TASKS TO PERFORM:
(1) State whether each statement below agrees with the essay on Black Friday and the fiscal cliff, answering yes or no and quoting the deciding words: (a) Merchants were pleased that their Black Friday sales met their expectations. (b) The fix being discussed by lawmakers includes eliminating the mortgage interest deduction. (c) In 2011, capital income made up 42% of all income collected by taxpayers earning more than a million dollars, according to the L.A. Times.
(2) Write a continuation of the essay on Black Friday and the fiscal cliff, beginning after its last sentence.

B1305-LH108
Black Everyday
Copyright © by Len Holman, 11/26/12
One guy threatened to stab someone for pushing his kids. People got into fistfights and shoved each other around like commuters being loaded onto a Japanese bullet train. People who have no acquaintance with nature except to go outside to put their trash in the cans by the curb camped out for days in tents a Sherpa might admire. People stood in various kinds of inclement weather, suffering the awful depredations of snow and rain and cold, armed with nothing more than their smart phones, MREs and insatiable greed for flat-screen TVs and Furbies. Merchants are already lamenting that their sales on this last Black Friday were not up to their expectations, even though the unruly and voracious crowds tore through stores like Attila tore through Asia. It was truly wonderful to see such rampant examples of consumer capitalism in action, especially on the eve of the impending “fiscal cliff,” which will impoverish even more people than the country now acknowledges.
For the lady who must decide whether to buy food or her meds, for the family living in a shelter because their home is now owned by a bank which refused to negotiate their loan, for the man earning minimum wage in a company whose CEO has more than two homes and earns millions per year, every day is a Black Friday. Our sagacious lawmakers—whose job is to represent the people and do good for the country—are talking about how to “fix” things, and the worry is that the fix will be like a kid fixing a clock by taking it apart, only to find she can’t figure out how to put the damn thing back together. Their so-called fix includes small tweaks (not so small for most of us), including eliminating the mortgage interest deduction. Now, in an economy where whole blocks of houses—not to mention whole neighborhoods—are blighted by boarded and vandalized homes, and by the depressed values such devastation visits on the homes still intact with people still living inside, this is as foolish and hurtful as one can imagine.
One of the main reasons that deduction is there is to encourage people to BUY homes. If people are buying, then builders are building. If homes are being built, people who want to live in them will want stuff to go inside these homes, like furniture, appliances, bunk beds, and rugs. If they buy homes, in short, there will be a growing need to have factories and workers to make the things homeowners will need, like lawns and plants and little cement porches and lawn gnomes and all the accoutrements of having your own place. Without that deduction, good-bye to the lawn gnomes.
There has been little to no mention of the preferential treatment of investment income. There HAS been talk of fooling around with Social Security and Medicare. These putative fixes are being bandied about by people who eat well, get the finest healthcare the taxpayers can buy, and who ignore the blindingly obvious: austerity (an old word used in a newer, more terrifying context) does not work so well. Ok, austerity doesn’t work at all. Austerity is what the Haves impose on the Have-nots. Austerity for Greece, Spain, Portugal, and Italy has not improved the lives of the people in those countries at all. It has impoverished their lives. All of which leads to another blindingly obvious fact: what is really needed in a weak economy is not austerity, but stimulus (another old word with terrifying and ignoble connotations). Capital gains taxes are cherished by the wealthy. According to the L.A. Times, in 2011, capital income accounted for 42% of all income collected by taxpayers earning more than a million dollars, and they receive two-thirds of the capital gains break. Nice work if you can get it, and those high rollers DO get it.

Excerpts from a dataset:
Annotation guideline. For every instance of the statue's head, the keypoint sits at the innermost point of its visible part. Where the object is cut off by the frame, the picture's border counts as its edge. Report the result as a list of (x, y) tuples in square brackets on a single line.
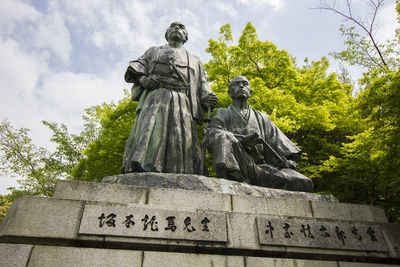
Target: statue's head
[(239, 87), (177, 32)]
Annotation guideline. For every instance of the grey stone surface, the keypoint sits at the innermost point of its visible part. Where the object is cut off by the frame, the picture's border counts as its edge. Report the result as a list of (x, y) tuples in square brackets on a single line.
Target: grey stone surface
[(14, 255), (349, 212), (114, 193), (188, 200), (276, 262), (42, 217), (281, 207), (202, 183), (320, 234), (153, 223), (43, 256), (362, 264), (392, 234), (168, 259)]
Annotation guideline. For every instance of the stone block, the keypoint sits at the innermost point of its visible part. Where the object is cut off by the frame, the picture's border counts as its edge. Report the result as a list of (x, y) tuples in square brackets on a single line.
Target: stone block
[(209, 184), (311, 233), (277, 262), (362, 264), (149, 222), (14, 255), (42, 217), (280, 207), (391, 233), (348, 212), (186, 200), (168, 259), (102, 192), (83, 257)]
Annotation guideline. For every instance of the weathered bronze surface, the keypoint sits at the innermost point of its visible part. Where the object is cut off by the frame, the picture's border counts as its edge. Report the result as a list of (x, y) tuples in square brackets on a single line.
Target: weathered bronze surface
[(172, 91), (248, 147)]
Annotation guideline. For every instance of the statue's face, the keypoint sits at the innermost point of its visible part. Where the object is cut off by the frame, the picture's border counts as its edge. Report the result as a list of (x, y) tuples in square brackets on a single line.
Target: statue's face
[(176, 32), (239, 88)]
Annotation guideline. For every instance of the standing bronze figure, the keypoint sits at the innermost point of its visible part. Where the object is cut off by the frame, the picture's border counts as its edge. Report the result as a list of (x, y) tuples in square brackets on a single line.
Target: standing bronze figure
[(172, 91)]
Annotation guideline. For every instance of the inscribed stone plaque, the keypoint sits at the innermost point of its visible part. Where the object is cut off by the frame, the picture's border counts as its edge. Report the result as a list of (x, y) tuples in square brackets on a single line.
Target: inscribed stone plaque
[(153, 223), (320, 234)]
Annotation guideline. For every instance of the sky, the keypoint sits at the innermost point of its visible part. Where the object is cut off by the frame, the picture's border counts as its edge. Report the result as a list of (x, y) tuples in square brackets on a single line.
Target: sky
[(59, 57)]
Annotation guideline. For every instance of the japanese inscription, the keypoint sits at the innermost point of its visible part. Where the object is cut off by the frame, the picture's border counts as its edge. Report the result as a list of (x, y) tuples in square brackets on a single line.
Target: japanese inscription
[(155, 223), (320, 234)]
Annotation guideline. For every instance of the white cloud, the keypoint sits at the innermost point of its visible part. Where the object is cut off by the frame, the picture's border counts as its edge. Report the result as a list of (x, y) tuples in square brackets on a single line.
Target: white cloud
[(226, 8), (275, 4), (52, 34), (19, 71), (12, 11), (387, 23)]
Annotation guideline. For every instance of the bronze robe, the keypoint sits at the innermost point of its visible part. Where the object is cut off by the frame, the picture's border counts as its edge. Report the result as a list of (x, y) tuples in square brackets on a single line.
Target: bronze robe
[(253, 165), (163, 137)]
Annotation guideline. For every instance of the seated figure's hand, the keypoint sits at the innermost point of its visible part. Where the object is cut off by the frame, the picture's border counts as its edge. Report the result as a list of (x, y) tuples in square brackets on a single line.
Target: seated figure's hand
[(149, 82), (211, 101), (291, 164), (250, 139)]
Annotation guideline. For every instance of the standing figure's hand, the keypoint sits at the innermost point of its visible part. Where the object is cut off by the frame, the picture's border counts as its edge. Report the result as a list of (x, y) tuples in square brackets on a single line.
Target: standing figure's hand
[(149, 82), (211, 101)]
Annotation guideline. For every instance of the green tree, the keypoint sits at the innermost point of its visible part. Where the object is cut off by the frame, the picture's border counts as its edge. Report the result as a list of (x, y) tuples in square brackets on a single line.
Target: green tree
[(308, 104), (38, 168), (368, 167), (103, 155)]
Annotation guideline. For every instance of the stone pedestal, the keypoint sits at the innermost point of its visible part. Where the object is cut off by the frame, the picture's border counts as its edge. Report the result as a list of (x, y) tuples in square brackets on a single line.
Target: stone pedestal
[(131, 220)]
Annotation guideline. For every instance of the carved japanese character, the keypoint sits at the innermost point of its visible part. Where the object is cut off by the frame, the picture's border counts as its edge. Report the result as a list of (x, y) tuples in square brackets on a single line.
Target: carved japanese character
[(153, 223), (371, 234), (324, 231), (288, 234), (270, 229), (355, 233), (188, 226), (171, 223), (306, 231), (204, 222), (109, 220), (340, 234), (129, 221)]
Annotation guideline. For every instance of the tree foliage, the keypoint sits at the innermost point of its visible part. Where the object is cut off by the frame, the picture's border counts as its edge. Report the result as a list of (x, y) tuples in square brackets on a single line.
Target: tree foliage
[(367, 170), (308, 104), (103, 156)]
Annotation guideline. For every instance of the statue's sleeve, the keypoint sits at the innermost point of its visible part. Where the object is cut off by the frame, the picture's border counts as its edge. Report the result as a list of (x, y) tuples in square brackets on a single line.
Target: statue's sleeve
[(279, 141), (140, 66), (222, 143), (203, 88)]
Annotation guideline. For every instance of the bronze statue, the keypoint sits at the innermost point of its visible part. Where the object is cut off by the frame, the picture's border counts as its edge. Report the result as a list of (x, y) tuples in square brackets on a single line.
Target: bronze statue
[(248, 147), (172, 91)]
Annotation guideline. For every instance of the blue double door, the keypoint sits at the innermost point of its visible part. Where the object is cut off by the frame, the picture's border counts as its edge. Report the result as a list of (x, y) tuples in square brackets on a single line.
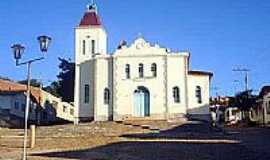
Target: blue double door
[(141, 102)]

SOLVED TASKS:
(1)
(a) No: "Merchants are already lamenting that their sales on this last Black Friday were not up to their expectations"
(b) Yes: "Their so-called fix includes small tweaks (not so small for most of us), including eliminating the mortgage interest deduction."
(c) Yes: "According to the L.A. Times, in 2011, capital income accounted for 42% of all income collected by taxpayers earning more than a million dollars"

(2)
For people earning between 75 grand and 100 grand, that income chunk is a wimpy 3.6 percent of income. If I am earning a million dollars a year (which I do not), I don’t really have a problem with letting the Bush tax cuts expire. I might read about it in the paper, shake my head, and then go out for a game of squash and a nice whiskey and soda afterwards. All the talk about our tremendous debt is much of a lot of bull, since our deficit is about 7% of GDP today, and that percentage has declined from 10% after the 2008 crash. Why? Our economic growth, as sputtering and uneven as it is, has done that for the country. Economic growth works well. Very well. There is lots of evidence to support the idea that marginal tax rates have no correlation with lower economic growth, despite the dire warnings of loss of job growth by the people (and their fellow travelers) who worry that they will be forced to sell one of their yachts.
If Europe is any example, spending cuts imposed during a slump DO have an effect—a devastating one. So the misinformation juggernaut continues to roll on, which principle is that if you take a penny from the rich, you need (in all fairness, of course) to take a dollar from everyone else. Let’s not worry about those retirees living on Social Security, or seniors needing health care (babies, too, don’t forget), and the transfer of federal government programs to states which are already reeling from fiscal problems. Europeans must be looking on with a mix of horror and grim satisfaction that the mighty and arrogant and foolish U.S. government is about to experience a prolonged Black Friday of its own making.